*TASK STATEMENT*.
Search the data for "metal". Each line containing it is to be copied.

Dataset items:
━━━━━━━━━━━━━━━━
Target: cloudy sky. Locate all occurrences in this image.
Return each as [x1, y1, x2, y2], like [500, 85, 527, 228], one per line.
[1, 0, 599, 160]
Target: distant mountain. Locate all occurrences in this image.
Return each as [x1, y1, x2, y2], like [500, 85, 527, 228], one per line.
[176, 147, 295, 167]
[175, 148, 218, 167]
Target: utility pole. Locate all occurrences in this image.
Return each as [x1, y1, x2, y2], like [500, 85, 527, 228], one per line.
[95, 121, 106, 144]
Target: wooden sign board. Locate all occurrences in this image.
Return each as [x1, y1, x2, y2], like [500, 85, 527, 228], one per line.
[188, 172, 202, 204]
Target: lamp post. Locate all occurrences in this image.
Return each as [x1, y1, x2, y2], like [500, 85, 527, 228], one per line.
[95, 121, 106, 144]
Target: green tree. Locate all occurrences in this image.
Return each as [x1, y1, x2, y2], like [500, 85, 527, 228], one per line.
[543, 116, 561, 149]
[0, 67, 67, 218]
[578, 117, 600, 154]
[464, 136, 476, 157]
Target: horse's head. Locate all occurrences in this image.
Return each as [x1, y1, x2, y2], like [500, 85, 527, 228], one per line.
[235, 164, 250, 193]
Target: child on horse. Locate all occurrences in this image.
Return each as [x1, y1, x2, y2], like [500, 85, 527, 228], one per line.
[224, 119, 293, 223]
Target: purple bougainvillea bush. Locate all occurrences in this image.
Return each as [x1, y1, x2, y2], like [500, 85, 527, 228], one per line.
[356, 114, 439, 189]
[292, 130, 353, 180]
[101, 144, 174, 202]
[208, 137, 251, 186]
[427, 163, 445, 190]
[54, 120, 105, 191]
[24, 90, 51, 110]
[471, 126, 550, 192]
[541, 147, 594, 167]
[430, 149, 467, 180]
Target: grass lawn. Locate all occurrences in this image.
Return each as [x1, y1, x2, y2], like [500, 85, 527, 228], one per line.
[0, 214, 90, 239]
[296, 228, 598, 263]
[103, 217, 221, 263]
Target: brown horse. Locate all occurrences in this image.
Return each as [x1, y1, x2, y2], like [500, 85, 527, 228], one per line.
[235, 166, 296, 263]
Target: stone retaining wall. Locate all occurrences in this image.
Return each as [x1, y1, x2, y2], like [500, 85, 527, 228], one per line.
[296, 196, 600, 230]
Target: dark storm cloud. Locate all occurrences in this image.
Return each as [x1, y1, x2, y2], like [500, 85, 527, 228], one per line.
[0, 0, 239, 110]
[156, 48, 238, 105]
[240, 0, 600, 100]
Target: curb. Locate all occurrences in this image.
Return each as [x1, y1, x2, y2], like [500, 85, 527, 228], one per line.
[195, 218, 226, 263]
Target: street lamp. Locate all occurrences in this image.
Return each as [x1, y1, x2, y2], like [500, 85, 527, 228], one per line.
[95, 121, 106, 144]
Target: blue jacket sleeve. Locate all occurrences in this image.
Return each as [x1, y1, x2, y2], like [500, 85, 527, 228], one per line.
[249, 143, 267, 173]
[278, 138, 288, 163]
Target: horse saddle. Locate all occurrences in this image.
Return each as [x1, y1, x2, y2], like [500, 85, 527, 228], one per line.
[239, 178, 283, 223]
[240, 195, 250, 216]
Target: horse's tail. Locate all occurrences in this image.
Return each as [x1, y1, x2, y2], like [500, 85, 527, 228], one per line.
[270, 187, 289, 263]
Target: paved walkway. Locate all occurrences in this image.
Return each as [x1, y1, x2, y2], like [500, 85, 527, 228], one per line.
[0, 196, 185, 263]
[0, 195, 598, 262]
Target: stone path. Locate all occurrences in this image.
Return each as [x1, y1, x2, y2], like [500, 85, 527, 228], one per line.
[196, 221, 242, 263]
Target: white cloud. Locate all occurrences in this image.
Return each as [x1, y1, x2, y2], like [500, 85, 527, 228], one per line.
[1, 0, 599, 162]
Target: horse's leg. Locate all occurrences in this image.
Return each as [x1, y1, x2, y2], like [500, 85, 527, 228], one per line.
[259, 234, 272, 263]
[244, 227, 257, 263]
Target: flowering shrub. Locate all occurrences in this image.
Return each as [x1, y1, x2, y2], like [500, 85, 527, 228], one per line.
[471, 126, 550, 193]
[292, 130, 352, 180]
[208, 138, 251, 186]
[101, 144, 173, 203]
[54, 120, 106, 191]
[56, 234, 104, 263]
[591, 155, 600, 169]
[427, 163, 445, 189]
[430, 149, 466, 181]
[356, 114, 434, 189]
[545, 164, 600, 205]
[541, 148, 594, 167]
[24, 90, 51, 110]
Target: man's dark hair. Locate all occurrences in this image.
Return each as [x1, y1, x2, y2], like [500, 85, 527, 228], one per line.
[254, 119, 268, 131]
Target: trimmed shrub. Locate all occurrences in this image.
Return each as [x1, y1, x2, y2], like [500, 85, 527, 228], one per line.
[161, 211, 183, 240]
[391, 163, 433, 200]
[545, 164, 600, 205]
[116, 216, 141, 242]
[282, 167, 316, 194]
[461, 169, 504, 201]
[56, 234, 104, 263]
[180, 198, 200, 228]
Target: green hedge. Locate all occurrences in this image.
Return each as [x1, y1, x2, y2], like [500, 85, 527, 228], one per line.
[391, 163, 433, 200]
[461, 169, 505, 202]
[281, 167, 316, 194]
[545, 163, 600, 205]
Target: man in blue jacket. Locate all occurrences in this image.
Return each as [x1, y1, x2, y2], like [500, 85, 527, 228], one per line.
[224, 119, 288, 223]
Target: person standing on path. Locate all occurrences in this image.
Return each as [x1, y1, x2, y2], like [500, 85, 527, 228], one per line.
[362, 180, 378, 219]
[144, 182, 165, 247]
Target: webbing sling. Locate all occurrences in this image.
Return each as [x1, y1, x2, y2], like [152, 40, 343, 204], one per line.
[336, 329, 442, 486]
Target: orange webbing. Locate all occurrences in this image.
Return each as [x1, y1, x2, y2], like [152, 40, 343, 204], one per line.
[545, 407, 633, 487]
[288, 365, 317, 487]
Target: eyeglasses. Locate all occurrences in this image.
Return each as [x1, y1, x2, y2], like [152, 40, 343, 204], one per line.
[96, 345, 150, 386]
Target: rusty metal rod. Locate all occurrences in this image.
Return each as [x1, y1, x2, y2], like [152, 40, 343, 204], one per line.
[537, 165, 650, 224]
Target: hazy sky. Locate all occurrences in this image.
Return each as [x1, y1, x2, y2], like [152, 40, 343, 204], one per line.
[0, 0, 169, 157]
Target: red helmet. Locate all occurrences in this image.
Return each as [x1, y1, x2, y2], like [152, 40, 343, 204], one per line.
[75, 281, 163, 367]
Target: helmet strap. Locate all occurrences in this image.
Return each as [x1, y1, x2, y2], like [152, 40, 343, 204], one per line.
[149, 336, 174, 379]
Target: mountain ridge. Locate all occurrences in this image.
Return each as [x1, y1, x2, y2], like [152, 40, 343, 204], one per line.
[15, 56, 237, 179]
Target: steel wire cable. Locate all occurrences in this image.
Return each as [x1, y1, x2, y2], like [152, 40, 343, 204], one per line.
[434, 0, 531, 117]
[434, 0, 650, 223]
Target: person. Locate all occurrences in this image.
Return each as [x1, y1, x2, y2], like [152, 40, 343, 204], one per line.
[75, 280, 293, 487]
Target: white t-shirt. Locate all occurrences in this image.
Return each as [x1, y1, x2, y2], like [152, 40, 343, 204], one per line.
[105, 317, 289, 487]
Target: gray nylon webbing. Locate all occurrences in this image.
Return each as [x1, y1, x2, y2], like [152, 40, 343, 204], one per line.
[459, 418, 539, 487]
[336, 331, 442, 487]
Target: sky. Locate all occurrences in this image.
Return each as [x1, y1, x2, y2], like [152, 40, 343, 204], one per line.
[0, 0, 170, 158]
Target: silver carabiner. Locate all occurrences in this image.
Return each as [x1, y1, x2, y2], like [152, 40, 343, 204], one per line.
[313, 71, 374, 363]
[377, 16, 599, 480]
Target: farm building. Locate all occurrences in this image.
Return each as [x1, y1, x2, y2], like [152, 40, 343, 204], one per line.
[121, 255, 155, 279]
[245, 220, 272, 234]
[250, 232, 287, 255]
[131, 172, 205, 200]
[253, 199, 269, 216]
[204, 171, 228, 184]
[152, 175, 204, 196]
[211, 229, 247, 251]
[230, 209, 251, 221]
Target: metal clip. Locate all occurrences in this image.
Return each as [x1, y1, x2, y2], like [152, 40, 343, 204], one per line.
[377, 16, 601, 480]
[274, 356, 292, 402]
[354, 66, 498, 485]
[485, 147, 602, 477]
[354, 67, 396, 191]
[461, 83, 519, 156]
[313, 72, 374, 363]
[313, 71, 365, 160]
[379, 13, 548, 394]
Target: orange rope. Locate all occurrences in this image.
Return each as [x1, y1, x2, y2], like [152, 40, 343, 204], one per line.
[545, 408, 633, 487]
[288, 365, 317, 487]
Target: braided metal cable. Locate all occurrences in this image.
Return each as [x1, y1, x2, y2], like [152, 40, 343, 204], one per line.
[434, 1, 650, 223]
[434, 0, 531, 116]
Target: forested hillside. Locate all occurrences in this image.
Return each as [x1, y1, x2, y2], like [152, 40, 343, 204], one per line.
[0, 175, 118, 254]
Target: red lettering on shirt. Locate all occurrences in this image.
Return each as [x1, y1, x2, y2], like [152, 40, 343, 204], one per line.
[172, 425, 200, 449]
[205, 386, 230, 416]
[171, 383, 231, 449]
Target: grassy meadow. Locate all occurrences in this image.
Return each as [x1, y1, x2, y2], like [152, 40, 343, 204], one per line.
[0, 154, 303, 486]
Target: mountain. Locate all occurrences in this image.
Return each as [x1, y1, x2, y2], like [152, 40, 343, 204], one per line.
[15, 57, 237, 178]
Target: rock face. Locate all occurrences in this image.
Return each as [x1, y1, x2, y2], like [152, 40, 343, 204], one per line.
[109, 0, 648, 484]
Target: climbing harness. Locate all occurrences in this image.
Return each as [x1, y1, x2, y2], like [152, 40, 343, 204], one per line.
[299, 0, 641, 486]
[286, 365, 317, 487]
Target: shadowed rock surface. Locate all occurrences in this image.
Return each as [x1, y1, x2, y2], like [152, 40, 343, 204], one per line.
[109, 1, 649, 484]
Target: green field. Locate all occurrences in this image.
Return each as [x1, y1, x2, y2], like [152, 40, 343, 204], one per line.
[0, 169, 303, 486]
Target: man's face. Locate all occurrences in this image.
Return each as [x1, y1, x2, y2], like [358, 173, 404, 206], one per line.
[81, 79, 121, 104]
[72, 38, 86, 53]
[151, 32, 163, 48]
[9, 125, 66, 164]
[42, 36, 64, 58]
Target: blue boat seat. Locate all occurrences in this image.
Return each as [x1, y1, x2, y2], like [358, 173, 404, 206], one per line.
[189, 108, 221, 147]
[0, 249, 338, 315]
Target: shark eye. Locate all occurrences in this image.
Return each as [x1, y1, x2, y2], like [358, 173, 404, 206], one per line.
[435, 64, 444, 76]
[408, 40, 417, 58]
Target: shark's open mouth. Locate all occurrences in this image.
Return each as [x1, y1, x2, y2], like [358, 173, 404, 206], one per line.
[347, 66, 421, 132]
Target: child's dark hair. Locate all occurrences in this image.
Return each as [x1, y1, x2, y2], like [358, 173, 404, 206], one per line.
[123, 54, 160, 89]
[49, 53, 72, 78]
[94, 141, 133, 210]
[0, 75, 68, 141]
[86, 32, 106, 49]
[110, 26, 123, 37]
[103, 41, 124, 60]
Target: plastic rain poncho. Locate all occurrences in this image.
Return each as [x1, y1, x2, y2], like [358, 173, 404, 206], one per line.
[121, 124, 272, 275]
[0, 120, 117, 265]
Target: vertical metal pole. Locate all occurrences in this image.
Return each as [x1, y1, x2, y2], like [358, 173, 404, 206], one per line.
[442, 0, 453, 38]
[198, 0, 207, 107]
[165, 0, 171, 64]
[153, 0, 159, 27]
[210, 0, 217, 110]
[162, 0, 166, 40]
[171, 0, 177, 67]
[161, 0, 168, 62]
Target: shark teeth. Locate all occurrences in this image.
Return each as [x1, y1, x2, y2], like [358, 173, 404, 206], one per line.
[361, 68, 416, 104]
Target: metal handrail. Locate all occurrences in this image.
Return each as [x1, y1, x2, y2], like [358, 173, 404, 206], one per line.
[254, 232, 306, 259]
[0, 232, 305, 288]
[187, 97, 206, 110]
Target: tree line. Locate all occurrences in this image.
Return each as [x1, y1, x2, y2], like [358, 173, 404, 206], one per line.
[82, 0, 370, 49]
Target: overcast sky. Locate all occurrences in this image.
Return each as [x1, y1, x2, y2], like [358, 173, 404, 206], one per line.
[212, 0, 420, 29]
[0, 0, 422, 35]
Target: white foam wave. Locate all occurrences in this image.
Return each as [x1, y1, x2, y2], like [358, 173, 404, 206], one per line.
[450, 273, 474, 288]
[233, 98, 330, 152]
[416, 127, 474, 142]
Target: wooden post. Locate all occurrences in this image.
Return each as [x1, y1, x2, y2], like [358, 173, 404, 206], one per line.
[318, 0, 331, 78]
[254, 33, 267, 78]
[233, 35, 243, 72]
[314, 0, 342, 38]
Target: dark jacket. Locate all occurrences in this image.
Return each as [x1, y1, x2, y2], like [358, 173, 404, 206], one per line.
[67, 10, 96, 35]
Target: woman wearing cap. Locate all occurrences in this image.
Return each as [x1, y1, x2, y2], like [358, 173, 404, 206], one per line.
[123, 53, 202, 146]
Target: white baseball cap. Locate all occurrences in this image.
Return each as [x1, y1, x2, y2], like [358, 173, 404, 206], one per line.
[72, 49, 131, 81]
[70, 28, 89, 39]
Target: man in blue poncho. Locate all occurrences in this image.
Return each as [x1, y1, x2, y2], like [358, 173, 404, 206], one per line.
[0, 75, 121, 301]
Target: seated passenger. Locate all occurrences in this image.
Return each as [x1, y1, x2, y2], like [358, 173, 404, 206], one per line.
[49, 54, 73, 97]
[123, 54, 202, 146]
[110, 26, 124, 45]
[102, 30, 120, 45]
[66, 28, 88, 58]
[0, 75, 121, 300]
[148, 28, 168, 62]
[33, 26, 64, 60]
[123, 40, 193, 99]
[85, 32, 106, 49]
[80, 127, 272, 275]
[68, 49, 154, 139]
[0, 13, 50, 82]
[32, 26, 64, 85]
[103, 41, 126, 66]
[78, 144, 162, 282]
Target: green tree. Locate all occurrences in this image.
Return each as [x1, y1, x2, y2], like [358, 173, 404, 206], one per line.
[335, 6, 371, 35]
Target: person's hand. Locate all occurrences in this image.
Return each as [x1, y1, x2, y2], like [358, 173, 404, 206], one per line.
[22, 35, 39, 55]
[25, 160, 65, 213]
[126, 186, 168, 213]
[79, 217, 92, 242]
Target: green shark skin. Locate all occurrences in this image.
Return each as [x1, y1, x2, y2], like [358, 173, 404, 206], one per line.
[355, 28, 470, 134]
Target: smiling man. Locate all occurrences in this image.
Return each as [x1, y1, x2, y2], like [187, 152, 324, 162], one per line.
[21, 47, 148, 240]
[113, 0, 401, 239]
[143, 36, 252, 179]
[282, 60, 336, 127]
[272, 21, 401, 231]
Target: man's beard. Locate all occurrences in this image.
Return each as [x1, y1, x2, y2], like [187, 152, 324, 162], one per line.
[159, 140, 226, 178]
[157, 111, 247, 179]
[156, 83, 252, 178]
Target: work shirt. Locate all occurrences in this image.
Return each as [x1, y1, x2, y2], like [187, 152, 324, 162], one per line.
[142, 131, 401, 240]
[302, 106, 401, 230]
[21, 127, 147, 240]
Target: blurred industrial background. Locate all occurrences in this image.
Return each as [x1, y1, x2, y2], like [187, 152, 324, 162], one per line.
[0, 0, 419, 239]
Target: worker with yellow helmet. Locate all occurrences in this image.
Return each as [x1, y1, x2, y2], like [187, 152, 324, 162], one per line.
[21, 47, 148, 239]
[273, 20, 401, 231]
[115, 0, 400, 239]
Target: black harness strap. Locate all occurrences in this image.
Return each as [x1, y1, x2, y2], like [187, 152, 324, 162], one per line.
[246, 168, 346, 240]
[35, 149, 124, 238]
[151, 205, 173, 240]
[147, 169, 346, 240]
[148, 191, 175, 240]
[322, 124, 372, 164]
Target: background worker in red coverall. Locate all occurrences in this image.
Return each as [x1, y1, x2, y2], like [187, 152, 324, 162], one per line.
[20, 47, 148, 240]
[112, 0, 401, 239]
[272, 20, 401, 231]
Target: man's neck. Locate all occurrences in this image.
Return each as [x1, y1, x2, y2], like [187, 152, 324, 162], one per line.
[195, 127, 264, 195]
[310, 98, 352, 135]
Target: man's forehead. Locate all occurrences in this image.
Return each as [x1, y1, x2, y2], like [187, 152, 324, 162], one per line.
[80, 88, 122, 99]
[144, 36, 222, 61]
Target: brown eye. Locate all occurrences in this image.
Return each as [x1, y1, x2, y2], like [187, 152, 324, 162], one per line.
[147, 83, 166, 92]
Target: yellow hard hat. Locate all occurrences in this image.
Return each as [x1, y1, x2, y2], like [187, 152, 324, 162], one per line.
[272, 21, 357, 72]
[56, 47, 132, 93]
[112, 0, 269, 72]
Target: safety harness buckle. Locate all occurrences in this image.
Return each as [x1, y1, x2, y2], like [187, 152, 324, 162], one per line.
━━━━━━━━━━━━━━━━
*SOLUTION FOR THIS TASK*.
Target: rusty metal rod. Locate all occurrences in this image.
Target: metal clip. Locate all occurrences in this image.
Target: braided metal cable. Locate all occurrences in this image.
Target: vertical metal pole. Locate all occurrences in this image.
Target: metal handrail. Locate all occurrences in this image.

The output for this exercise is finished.